(Listing of labeled boxes)
◇ ◇ ◇ ◇ ◇

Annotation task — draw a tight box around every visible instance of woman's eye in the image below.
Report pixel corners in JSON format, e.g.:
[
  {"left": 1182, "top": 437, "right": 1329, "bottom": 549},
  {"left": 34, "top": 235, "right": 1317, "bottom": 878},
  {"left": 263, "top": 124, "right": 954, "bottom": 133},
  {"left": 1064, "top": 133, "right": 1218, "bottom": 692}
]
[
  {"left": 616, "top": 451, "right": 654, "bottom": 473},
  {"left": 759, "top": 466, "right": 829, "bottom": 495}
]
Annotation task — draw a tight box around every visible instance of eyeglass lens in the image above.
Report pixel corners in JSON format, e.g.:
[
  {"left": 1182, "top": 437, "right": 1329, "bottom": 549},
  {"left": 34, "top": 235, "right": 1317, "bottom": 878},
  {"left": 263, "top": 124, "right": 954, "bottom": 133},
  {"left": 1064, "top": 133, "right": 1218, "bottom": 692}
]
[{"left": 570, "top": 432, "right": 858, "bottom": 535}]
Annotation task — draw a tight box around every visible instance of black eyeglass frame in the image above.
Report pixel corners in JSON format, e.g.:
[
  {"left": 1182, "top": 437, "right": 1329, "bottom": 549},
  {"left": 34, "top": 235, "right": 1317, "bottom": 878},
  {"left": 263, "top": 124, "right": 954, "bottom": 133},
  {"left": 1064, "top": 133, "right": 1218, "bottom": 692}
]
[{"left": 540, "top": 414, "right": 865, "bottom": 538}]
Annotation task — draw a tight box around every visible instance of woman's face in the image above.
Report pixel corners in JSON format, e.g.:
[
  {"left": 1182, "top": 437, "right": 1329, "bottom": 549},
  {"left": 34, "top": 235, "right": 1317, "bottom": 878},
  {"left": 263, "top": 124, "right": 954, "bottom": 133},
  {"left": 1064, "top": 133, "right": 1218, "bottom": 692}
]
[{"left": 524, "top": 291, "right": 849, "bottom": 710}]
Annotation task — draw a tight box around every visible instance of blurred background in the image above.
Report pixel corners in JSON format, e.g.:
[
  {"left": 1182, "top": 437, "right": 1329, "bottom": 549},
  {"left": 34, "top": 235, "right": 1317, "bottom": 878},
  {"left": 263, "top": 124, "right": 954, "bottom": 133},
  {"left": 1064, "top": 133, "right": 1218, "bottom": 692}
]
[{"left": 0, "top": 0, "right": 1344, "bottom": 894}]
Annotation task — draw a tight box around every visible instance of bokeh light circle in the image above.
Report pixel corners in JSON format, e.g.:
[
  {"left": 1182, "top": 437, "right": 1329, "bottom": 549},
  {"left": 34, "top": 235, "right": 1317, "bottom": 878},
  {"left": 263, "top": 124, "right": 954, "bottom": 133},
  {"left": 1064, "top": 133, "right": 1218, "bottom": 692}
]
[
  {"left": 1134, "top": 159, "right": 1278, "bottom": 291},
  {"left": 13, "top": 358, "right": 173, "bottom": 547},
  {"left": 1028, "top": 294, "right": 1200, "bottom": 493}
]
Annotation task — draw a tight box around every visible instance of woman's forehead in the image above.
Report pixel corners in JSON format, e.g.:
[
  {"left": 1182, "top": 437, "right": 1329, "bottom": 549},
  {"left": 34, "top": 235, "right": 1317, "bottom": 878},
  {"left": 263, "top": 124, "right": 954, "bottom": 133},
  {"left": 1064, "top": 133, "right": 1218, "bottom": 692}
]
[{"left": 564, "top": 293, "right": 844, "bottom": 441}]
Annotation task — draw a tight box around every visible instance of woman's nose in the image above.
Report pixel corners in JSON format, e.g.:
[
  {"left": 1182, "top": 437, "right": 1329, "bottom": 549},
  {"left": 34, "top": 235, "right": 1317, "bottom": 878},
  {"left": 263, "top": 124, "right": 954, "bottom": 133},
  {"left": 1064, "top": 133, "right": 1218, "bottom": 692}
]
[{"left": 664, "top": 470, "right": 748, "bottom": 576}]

◇ ◇ ◇ ◇ ◇

* WHAT NEEDS TO BE DONE
Please lay out the entire listing above as a numbered list, leaving out any blank lines.

* SOLUTION TO THIS PROBLEM
1. Annotation task — draw a tight box around every visible instance of woman's eye in the image below.
2. Report pixel corners in JSON format, e.g.:
3. [
4.   {"left": 1182, "top": 437, "right": 1329, "bottom": 549},
5.   {"left": 34, "top": 235, "right": 1317, "bottom": 878},
6.   {"left": 263, "top": 124, "right": 954, "bottom": 133},
7.   {"left": 1064, "top": 133, "right": 1218, "bottom": 692}
8. ]
9. [
10.   {"left": 616, "top": 451, "right": 654, "bottom": 473},
11.   {"left": 759, "top": 466, "right": 829, "bottom": 495}
12. ]
13. Annotation task — draw a tight box around every visible instance of eyeglass lens in the image above.
14. Report pixel corners in JSON format, e.g.:
15. [
16.   {"left": 1182, "top": 437, "right": 1329, "bottom": 549},
17.   {"left": 34, "top": 235, "right": 1317, "bottom": 878},
18.   {"left": 263, "top": 124, "right": 954, "bottom": 133},
19.   {"left": 1064, "top": 133, "right": 1218, "bottom": 692}
20. ]
21. [{"left": 570, "top": 432, "right": 858, "bottom": 535}]
22. Annotation task — draw a tight box around every visible instance of black eyeglass frame in the image above.
23. Report pixel corners in JSON format, e.g.:
24. [
25.   {"left": 1182, "top": 437, "right": 1329, "bottom": 549},
26.   {"left": 34, "top": 235, "right": 1317, "bottom": 878},
27.   {"left": 263, "top": 124, "right": 954, "bottom": 133},
28.   {"left": 1064, "top": 133, "right": 1218, "bottom": 692}
29. ]
30. [{"left": 540, "top": 414, "right": 865, "bottom": 538}]
31. Annotation task — draw a tight box around every visible instance of woman's face in the image above.
32. Report pixel corners in JSON format, e.g.:
33. [
34.   {"left": 1182, "top": 437, "right": 1329, "bottom": 549},
35.   {"left": 34, "top": 235, "right": 1317, "bottom": 878},
36.   {"left": 263, "top": 124, "right": 954, "bottom": 133},
37.   {"left": 1064, "top": 133, "right": 1218, "bottom": 692}
38. ]
39. [{"left": 524, "top": 291, "right": 849, "bottom": 710}]
40. Annotation task — draw a tight box around every visible instance of blurred background in the image above.
41. Report pixel corners in JSON format, e.g.:
42. [
43.   {"left": 1182, "top": 437, "right": 1329, "bottom": 549},
44.   {"left": 34, "top": 235, "right": 1317, "bottom": 878},
45.   {"left": 263, "top": 124, "right": 954, "bottom": 133},
46.   {"left": 1064, "top": 133, "right": 1218, "bottom": 692}
47. ]
48. [{"left": 0, "top": 0, "right": 1344, "bottom": 894}]
49. Annotation task — draw a tight box around every visible instance of bokeh light circle in the image above.
50. Report pixel corners in JSON format, e.g.:
51. [
52.   {"left": 1182, "top": 437, "right": 1329, "bottom": 549},
53.   {"left": 34, "top": 235, "right": 1317, "bottom": 878},
54.   {"left": 263, "top": 124, "right": 954, "bottom": 133},
55.   {"left": 1064, "top": 133, "right": 1218, "bottom": 692}
56. ]
57. [
58.   {"left": 1134, "top": 159, "right": 1278, "bottom": 291},
59.   {"left": 13, "top": 358, "right": 173, "bottom": 547},
60.   {"left": 1028, "top": 294, "right": 1200, "bottom": 493}
61. ]
62. Annotation task — draw a tight box around every visible instance of woman's forehead in the image above.
63. Report pixel corners in JSON format, e.g.:
64. [
65.   {"left": 1182, "top": 437, "right": 1329, "bottom": 549},
66.   {"left": 34, "top": 235, "right": 1317, "bottom": 878},
67.   {"left": 263, "top": 124, "right": 954, "bottom": 133},
68.   {"left": 1064, "top": 133, "right": 1218, "bottom": 692}
69. ]
70. [{"left": 564, "top": 293, "right": 844, "bottom": 441}]
71. Annotation task — draw a tight box around every visible instance of woman's nose in the image above.
72. Report pixel corners in JSON format, e.g.:
73. [
74.   {"left": 1182, "top": 437, "right": 1329, "bottom": 549},
75.   {"left": 34, "top": 235, "right": 1317, "bottom": 878},
76.   {"left": 263, "top": 124, "right": 954, "bottom": 133},
77.   {"left": 1064, "top": 133, "right": 1218, "bottom": 692}
78. ]
79. [{"left": 664, "top": 470, "right": 748, "bottom": 576}]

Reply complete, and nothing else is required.